Document text:
[Start]

The InnoDB buffer pool needs more memory than anything else, as it’s generally the most important variable for performance. The InnoDB buffer pool doesn’t just cache indexes: it also holds row data, the adaptive hash index, the change buffer, locks, and other internal structures. InnoDB also uses the buffer pool to help it delay writes, so it can merge many writes together and perform them sequentially. In short, InnoDB relies heavily on the buffer pool, and you should be sure to allocate enough memory to it. You can use variables from SHOW commands or tools such as innotop to monitor your InnoDB buffer pool’s memory usage.
If you don’t have much data, and you know that your data won’t grow quickly, you don’t need to over allocate memory to the buffer pool. It’s not really beneficial to make it much larger than the size of the tables and indexes that it will hold. There’s nothing wrong with planning ahead for a rapidly growing database, of course, but sometimes we see huge buffer pools with a tiny amount of data. This isn’t necessary.
Large buffer pools come with some challenges, such as long shutdown and warm-up times. If there are a lot of dirty (modified) pages in the buffer pool InnoDB can take a long time to shut down, because it writes the dirty pages to the data files upon shutdown. You can force it to shut down quickly, but then it just has to do more recovery when it restarts, so you can’t actually speed up the shutdown and restart cycle time. If you know in advance when you need to shut down, you can change the innodb_max_dirty_pages_pct
variable at runtime to a lower value, wait for the flush thread to clean up the buffer pool, and then shut down once the number of dirty pages becomes small. You can monitor the number of dirty pages by watching the Innodb_buffer_pool_pages_dirty
server status variable or using innotop to monitor SHOW INNODB STATUS. You can also use the variable innodb_fast_shutdown
to tweak how shutdown occurs.

[End]

To-do list:
**1.** Retype the InnoDB buffer pool text from "If you don’t" up to and including "This isn’t necessary.".
**2.** Extend the InnoDB buffer pool text past its final sentence, keeping its technical voice.
The records are separate material, unrelated to the InnoDB buffer pool text.

Records provided:
[Start]

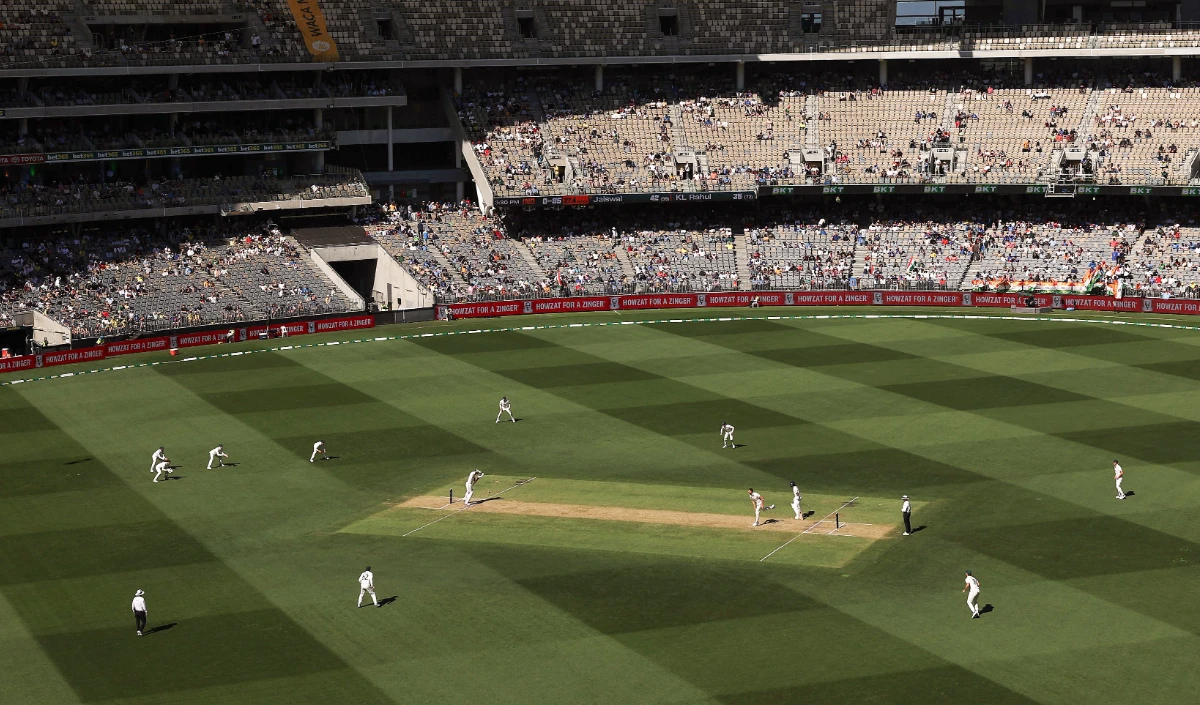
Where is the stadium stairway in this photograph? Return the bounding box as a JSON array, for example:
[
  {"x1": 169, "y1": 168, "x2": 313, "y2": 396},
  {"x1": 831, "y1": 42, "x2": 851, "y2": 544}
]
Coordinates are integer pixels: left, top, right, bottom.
[
  {"x1": 613, "y1": 245, "x2": 636, "y2": 282},
  {"x1": 942, "y1": 91, "x2": 959, "y2": 134},
  {"x1": 1075, "y1": 90, "x2": 1104, "y2": 144},
  {"x1": 733, "y1": 236, "x2": 750, "y2": 291},
  {"x1": 804, "y1": 94, "x2": 821, "y2": 147},
  {"x1": 509, "y1": 239, "x2": 550, "y2": 279}
]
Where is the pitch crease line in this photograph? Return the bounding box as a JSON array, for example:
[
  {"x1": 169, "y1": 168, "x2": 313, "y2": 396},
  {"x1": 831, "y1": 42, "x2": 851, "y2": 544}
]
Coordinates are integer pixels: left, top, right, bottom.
[
  {"x1": 401, "y1": 477, "x2": 538, "y2": 538},
  {"x1": 758, "y1": 496, "x2": 870, "y2": 564}
]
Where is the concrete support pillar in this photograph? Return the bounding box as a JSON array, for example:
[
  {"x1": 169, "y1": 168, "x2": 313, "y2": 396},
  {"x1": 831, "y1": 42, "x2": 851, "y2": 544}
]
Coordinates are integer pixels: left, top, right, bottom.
[{"x1": 388, "y1": 106, "x2": 396, "y2": 171}]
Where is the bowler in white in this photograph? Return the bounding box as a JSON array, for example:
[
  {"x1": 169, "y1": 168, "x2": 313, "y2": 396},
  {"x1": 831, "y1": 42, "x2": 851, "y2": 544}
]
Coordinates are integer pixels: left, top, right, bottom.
[
  {"x1": 150, "y1": 446, "x2": 167, "y2": 472},
  {"x1": 746, "y1": 487, "x2": 775, "y2": 526},
  {"x1": 359, "y1": 566, "x2": 379, "y2": 607},
  {"x1": 962, "y1": 571, "x2": 979, "y2": 619},
  {"x1": 208, "y1": 446, "x2": 229, "y2": 470},
  {"x1": 496, "y1": 397, "x2": 517, "y2": 423},
  {"x1": 462, "y1": 468, "x2": 484, "y2": 507},
  {"x1": 133, "y1": 590, "x2": 146, "y2": 637}
]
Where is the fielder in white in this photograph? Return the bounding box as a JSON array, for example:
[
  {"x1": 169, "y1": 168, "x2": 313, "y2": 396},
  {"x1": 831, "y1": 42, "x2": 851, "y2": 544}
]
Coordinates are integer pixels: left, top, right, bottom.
[
  {"x1": 962, "y1": 571, "x2": 979, "y2": 620},
  {"x1": 154, "y1": 456, "x2": 174, "y2": 482},
  {"x1": 462, "y1": 468, "x2": 484, "y2": 507},
  {"x1": 746, "y1": 487, "x2": 775, "y2": 526},
  {"x1": 496, "y1": 397, "x2": 517, "y2": 423},
  {"x1": 150, "y1": 446, "x2": 167, "y2": 472},
  {"x1": 208, "y1": 446, "x2": 229, "y2": 470},
  {"x1": 359, "y1": 566, "x2": 379, "y2": 607}
]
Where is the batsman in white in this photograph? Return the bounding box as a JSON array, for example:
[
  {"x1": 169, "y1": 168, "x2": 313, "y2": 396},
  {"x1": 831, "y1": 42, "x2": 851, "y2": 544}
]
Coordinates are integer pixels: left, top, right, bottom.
[
  {"x1": 359, "y1": 566, "x2": 379, "y2": 607},
  {"x1": 746, "y1": 487, "x2": 775, "y2": 526},
  {"x1": 721, "y1": 421, "x2": 738, "y2": 448},
  {"x1": 496, "y1": 397, "x2": 517, "y2": 423},
  {"x1": 150, "y1": 446, "x2": 167, "y2": 472},
  {"x1": 208, "y1": 446, "x2": 229, "y2": 470},
  {"x1": 962, "y1": 571, "x2": 979, "y2": 620},
  {"x1": 154, "y1": 456, "x2": 174, "y2": 482},
  {"x1": 462, "y1": 468, "x2": 484, "y2": 507}
]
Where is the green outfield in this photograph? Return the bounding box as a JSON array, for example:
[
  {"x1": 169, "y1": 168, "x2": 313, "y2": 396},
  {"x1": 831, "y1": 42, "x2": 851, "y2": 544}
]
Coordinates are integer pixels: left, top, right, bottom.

[End]

Results of the tasks:
**1.**
If you don’t have much data, and you know that your data won’t grow quickly, you don’t need to over allocate memory to the buffer pool. It’s not really beneficial to make it much larger than the size of the tables and indexes that it will hold. There’s nothing wrong with planning ahead for a rapidly growing database, of course, but sometimes we see huge buffer pools with a tiny amount of data. This isn’t necessary.

**2.**
Lowering the value of the innodb_max_dirty_pages_pct variable doesn’t actually guarantee that InnoDB will keep fewer dirty pages in the buffer pool. Instead, it controls the threshold at which InnoDB stops being “lazy.” InnoDB’s default behavior is to flush dirty pages with a background thread, merging writes together and performing them sequentially for efficiency. This behavior is called “lazy” because it lets InnoDB delay flushing dirty pages in the buffer pool, unless it needs to use the space for some other data. When the percentage of dirty pages exceeds the threshold, InnoDB will flush pages as quickly as it can to try to keep the dirty page count lower. These page cleaner operations have been greatly optimized3 from previous behavior, including being able to configure multiple threads to perform flushing.
When MySQL starts back up again, the buffer pool cache is empty - also referred to as a cold cache. All of the benefit of having rows and pages in memory is now gone. Thankfully, by default, the configuration options innodb_buffer_pool_dump_at_shutdown
and innodb_buffer_pool_load_at_startup
work together to warm the server at startup. The load at startup takes time, but it can speed up the performance of a server much faster than waiting for it to naturally populate.
The thread cache holds threads that aren’t currently associated with a connection but are ready to serve new connections. When there’s a thread in the cache and a new connection is created, MySQL removes the thread from the cache and gives it to the new connection. When the connection is closed, MySQL places the thread back into the cache, if there’s room. If there isn’t room, MySQL destroys the thread. As long as MySQL has a free thread in the cache it can respond rapidly to connection requests, because it doesn’t have to create a new thread for each connection.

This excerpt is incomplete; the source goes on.